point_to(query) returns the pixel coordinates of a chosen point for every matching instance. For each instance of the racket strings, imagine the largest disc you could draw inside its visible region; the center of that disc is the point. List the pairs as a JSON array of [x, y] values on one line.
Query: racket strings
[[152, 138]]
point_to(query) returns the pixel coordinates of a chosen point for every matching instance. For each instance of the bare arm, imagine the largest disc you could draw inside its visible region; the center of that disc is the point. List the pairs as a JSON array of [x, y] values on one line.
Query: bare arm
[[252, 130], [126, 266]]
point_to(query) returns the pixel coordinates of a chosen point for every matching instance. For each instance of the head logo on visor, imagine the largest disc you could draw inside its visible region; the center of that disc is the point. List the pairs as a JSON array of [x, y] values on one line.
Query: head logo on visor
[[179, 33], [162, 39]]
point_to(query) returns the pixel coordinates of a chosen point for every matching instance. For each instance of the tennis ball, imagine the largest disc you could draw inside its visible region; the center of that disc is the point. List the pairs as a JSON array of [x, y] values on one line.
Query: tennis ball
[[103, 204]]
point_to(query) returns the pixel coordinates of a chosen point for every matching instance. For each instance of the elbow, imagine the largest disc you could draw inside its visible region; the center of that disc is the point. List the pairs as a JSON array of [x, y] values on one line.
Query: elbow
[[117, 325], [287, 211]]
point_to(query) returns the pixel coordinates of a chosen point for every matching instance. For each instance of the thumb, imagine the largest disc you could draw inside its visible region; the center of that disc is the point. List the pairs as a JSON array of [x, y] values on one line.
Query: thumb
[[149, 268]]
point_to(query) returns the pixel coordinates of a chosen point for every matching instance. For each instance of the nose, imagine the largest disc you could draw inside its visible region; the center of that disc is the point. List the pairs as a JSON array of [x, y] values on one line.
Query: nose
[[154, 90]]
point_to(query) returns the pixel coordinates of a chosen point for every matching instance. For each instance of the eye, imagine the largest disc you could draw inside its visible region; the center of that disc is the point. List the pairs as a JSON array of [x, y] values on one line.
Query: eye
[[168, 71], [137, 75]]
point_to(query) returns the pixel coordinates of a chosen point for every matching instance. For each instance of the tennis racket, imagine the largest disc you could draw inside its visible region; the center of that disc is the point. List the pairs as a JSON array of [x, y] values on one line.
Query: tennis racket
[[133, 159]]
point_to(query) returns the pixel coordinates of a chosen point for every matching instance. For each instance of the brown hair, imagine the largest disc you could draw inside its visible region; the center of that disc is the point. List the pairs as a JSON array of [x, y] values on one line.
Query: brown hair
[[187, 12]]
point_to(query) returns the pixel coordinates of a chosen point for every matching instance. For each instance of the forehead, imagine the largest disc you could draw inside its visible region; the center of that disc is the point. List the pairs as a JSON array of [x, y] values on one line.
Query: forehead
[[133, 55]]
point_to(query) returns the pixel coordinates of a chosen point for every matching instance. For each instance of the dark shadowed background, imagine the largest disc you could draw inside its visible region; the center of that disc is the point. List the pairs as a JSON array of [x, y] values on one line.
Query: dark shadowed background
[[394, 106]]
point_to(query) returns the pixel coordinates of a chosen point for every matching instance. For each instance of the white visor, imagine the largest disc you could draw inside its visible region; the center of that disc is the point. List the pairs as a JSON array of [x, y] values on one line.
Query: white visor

★ ★ ★ ★ ★

◆ Your task:
Please show the lines in the entries above that hold the string "white".

◆ Answer box:
point_to(query) returns the pixel coordinates of a chosen point for every matching instance. For each instance of the white visor, imagine the largest disc you could draw inside its visible region; the center of that disc is the point. List the pairs as a JSON array of [x, y] values on one line.
Query: white visor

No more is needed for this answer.